» **Stated goal**
Print the data that follows exactly.

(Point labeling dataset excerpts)
★ ★ ★

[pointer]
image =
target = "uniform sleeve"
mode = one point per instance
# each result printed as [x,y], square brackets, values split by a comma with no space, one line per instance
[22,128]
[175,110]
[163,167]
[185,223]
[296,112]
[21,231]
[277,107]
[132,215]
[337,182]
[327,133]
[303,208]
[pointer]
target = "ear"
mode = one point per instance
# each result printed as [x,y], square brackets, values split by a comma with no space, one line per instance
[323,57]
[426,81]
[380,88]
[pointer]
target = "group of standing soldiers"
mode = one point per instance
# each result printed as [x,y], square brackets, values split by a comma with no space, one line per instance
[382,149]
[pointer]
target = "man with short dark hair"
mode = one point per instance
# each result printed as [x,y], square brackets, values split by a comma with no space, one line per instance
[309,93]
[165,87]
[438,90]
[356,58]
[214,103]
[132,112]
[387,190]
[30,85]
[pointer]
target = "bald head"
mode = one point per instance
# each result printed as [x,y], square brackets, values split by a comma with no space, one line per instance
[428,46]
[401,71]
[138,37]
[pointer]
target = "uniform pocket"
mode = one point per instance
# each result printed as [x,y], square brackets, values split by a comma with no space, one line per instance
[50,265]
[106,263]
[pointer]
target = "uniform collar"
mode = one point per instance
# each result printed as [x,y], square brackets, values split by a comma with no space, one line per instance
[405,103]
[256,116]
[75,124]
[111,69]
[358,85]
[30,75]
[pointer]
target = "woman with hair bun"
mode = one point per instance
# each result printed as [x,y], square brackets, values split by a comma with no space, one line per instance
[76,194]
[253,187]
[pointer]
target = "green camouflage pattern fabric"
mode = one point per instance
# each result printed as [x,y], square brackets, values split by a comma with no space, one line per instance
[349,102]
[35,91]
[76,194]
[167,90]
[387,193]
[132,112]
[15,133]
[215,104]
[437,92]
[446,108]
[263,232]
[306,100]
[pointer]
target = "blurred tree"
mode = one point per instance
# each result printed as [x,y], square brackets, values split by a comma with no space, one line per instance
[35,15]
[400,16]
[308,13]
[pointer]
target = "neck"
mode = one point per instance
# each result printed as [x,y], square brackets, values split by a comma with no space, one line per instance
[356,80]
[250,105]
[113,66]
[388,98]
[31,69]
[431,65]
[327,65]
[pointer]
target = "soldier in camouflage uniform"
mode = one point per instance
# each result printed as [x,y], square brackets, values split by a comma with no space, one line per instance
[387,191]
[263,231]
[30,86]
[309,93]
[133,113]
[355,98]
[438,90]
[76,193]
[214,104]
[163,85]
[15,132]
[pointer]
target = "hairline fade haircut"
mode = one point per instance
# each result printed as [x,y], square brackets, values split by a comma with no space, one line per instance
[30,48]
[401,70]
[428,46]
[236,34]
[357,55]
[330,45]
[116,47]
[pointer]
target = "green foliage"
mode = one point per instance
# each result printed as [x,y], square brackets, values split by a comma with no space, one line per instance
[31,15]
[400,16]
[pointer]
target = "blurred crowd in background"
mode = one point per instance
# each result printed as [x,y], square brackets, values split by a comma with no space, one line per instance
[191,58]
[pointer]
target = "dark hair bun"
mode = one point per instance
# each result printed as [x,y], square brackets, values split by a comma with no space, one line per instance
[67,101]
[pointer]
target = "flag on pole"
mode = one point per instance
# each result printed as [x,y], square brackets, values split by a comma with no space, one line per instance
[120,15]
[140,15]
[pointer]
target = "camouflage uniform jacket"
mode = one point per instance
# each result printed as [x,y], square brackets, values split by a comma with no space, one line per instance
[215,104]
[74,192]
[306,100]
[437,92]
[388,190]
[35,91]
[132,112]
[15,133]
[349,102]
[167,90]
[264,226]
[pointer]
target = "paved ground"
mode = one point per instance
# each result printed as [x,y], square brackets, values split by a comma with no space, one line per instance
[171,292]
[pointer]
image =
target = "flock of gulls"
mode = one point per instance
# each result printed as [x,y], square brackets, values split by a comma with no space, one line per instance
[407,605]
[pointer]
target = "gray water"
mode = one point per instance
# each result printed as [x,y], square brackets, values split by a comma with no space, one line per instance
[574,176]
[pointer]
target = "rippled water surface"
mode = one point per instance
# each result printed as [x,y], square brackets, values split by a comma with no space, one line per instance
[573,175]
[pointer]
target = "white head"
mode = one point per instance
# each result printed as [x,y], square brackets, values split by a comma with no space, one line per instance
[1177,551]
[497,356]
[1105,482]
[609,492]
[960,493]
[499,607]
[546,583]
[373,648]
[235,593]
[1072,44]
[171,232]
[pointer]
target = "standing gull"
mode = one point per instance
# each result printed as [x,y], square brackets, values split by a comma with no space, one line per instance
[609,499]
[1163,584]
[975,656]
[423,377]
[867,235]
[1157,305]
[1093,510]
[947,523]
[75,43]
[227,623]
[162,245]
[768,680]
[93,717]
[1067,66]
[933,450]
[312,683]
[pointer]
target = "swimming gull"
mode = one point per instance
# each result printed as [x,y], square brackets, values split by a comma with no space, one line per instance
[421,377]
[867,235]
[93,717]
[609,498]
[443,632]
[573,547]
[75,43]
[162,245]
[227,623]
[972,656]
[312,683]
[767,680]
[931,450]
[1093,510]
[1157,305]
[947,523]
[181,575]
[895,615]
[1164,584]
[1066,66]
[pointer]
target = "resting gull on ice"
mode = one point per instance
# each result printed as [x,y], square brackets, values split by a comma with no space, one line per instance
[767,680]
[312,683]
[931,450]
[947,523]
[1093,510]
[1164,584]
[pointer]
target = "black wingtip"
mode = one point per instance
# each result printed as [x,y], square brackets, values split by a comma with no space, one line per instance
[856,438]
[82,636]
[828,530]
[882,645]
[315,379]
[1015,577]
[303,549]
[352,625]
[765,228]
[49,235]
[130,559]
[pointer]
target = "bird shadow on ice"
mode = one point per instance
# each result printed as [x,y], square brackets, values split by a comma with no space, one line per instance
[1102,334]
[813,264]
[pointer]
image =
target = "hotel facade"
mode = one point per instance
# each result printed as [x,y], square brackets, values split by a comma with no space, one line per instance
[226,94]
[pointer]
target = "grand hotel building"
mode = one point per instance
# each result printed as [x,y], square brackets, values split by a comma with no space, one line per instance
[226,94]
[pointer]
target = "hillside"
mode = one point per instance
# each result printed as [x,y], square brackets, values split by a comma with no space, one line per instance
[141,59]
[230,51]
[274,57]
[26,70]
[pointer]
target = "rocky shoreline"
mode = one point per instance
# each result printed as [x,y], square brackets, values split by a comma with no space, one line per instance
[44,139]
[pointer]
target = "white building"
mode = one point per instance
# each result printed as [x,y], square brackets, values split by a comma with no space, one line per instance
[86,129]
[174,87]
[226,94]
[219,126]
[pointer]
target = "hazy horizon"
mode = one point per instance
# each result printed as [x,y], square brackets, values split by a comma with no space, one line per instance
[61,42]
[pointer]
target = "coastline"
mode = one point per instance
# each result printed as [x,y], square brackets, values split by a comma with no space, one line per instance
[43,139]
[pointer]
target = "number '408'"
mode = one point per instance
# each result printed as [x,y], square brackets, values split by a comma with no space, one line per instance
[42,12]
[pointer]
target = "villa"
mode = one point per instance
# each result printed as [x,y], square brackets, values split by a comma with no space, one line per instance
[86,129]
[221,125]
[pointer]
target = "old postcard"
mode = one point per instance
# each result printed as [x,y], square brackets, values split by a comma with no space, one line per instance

★ ★ ★

» **Worked solution**
[pointer]
image =
target = "uniform sleeve"
mode = one point per instance
# each result printed as [x,y], square brackets, values split by a comma with no space, one line per instance
[22,128]
[175,110]
[163,167]
[185,223]
[296,112]
[21,231]
[277,107]
[132,215]
[337,182]
[327,133]
[303,208]
[pointer]
target = "ear"
mode = one point per instance
# each result printed as [x,y], square brackets, values split by a comma with no space, one line per instance
[323,57]
[426,81]
[380,88]
[pointer]
target = "group of standing soldiers"
mode = one point per instance
# each result printed as [x,y], square brackets, values split by a comma with no space, one line per instance
[382,149]
[pointer]
target = "man with short dark hair"
mode = one point per instance
# each result printed as [x,y], square brackets, values split by a comma with no space, one line per instance
[309,93]
[165,87]
[438,90]
[356,58]
[214,103]
[132,112]
[387,190]
[30,85]
[pointer]
target = "bald head"
mode = one point per instance
# each result printed as [x,y], square brackets, values split by a comma with no space, one line per instance
[428,46]
[401,71]
[138,37]
[pointer]
target = "uniform pocket"
mode = one point per instance
# each result printed as [x,y], square brackets, values split by a comma with no space, one line per instance
[50,265]
[106,263]
[pointer]
target = "uniform collar"
mode = one point per instance
# each result printed as [x,y], square brackets, values split by a comma with no space, one line per instance
[405,103]
[256,116]
[75,124]
[111,69]
[358,85]
[30,75]
[pointer]
target = "woman with hair bun"
mode = one point per instance
# each result printed as [x,y], square brackets, values split by a comma with no space, one line per instance
[76,194]
[253,187]
[pointer]
target = "green camouflage pattern fabric"
mode = one point per instance
# each result printed as [x,y], square brackets, values split by a comma with no space, one line per instance
[349,102]
[35,91]
[76,194]
[167,90]
[387,193]
[132,112]
[15,133]
[215,104]
[437,92]
[446,108]
[263,232]
[306,100]
[pointer]
target = "blurred tree"
mode = one point per instance
# each result printed as [x,y], square brackets, values split by a comma with no space, one line per instance
[35,15]
[400,16]
[308,13]
[pointer]
target = "neck"
mode = one point per instance
# each result printed as [x,y], square brackets, values split by a comma with no space, one line per instance
[356,80]
[250,105]
[113,66]
[388,98]
[31,69]
[431,65]
[327,65]
[pointer]
target = "soldier in camouflage uniform"
mode = one point per instance
# each result printed as [x,y], square brackets, values split by a comma with no space, one line per instance
[387,191]
[263,231]
[30,86]
[309,93]
[133,113]
[355,98]
[438,90]
[76,193]
[214,104]
[163,85]
[15,132]
[pointer]
target = "hairline fade haircut"
mode = one point per instance
# each result printed as [x,y], square brackets, values split by a comma with no space, one line per instance
[30,48]
[401,70]
[428,46]
[236,34]
[357,55]
[330,45]
[116,47]
[pointer]
target = "green foliage"
mode = one point per instance
# each result printed as [x,y], square brackets, values split by a comma with no space, one line per instance
[31,15]
[400,16]
[pointer]
target = "blurred crowd in background"
mode = one point per instance
# each result printed as [x,y], square brackets, values split by a comma with no space, one line per instance
[191,58]
[pointer]
target = "dark hair bun"
mode = one point per instance
# each result printed as [x,y], square brackets, values split by a comma with no space, one line per instance
[67,101]
[pointer]
target = "flag on pole"
mode = one point per instance
# each result printed as [x,y], square brackets, values split by a comma with no space, one line per instance
[120,15]
[140,15]
[pointer]
target = "camouflage uniform jacket"
mode = one point per instance
# each result printed as [x,y], square brackets, values split by a comma with no space, one line per instance
[215,104]
[74,192]
[306,100]
[437,92]
[388,190]
[35,91]
[132,112]
[15,133]
[349,102]
[167,90]
[264,226]
[pointer]
target = "paved ground"
mode = one point per instance
# each result printed as [x,y], square brackets, values split by a comma with no space, one line per instance
[171,292]
[pointer]
image =
target = "flock of gulls"
mode = one point per instance
# each result printed as [x,y], square brackets, values split by a comma with no space, one line per instance
[407,605]
[pointer]
target = "gray water"
mode = one point per instance
# each result printed as [x,y], square brackets, values split by a comma with no space, one line per instance
[574,176]
[pointer]
target = "rippled water surface"
mode = one point per instance
# each result printed as [x,y], square brackets, values split by a comma with no space, one line per instance
[573,175]
[pointer]
target = "white head"
mode = one point per instance
# each result printed as [x,y], square brackets, values split by a comma with no space, one line per instance
[1177,551]
[497,356]
[1105,482]
[609,492]
[960,493]
[499,607]
[546,583]
[373,648]
[235,593]
[1072,44]
[171,232]
[pointer]
target = "standing gull"
mode = one point per instance
# each result printed as [x,y], square brackets, values split by a comma with no space, one line per instance
[609,499]
[1163,584]
[975,656]
[423,377]
[867,235]
[1157,305]
[1093,510]
[947,523]
[75,43]
[227,623]
[162,245]
[768,680]
[93,717]
[1067,66]
[933,450]
[312,683]
[pointer]
target = "swimming gull"
mode = one point per instance
# each result printed as [x,y], square brackets, values split by a comma with no space, one line per instance
[421,377]
[867,235]
[93,717]
[609,498]
[443,632]
[573,547]
[75,43]
[162,245]
[227,623]
[972,656]
[312,683]
[767,680]
[931,450]
[1093,510]
[1157,305]
[947,523]
[181,575]
[895,615]
[1164,584]
[1066,66]
[pointer]
target = "resting gull on ice"
mode = one point per instance
# each result printed as [x,y], square brackets, values split by a comma with no space, one line per instance
[767,680]
[312,683]
[931,450]
[947,523]
[1093,510]
[1164,584]
[pointer]
target = "black wingtip"
mode = one point per instance
# each result printed as [x,y], square brackets, values split by a comma with no space, one line per instance
[856,438]
[82,636]
[828,530]
[882,645]
[315,379]
[1015,577]
[303,549]
[352,625]
[765,228]
[49,235]
[130,559]
[pointer]
target = "bird shadow on ice"
mode = one point per instance
# each result printed as [x,y], square brackets, values split by a comma with no space, one line per instance
[1102,334]
[813,264]
[pointer]
image =
target = "hotel facade"
mode = one point per instance
# each result printed as [x,y], square brackets, values split by a comma with no space, one line per instance
[226,94]
[pointer]
target = "grand hotel building"
mode = one point per instance
# each result printed as [x,y], square brackets, values split by a comma with no space, one line per instance
[226,94]
[pointer]
target = "hillside"
mode = one point per instance
# each result printed as [x,y], square brackets, values split by a comma with no space, one line per instance
[141,59]
[230,51]
[274,57]
[26,70]
[pointer]
target = "rocky shoreline"
mode = one point per instance
# each result printed as [x,y], square brackets, values split by a comma with no space, one line per instance
[44,139]
[pointer]
target = "white building"
mode = one point per instance
# each result printed as [x,y], square brackets, values split by a comma with no space, one line per instance
[86,129]
[174,87]
[226,94]
[219,126]
[pointer]
target = "hazy horizon"
mode = one point per instance
# each result printed as [x,y], square brackets, values split by a comma with no space, one line per instance
[61,42]
[pointer]
target = "coastline"
mode = one point per instance
# each result printed as [x,y], square brackets, values split by a comma with no space, one line per instance
[43,139]
[pointer]
target = "number '408'"
mode = one point per instance
# each result printed as [x,y], square brackets, values split by a comma with no space, one line per instance
[42,12]
[pointer]
target = "villa"
mode = one point per instance
# each result printed as [x,y], square brackets, values split by a comma with no space, one line per instance
[86,129]
[221,125]
[pointer]
target = "old postcard"
mode = one point per instance
# each result printed as [x,y], square brackets, values split by a comma with no space, one line per instance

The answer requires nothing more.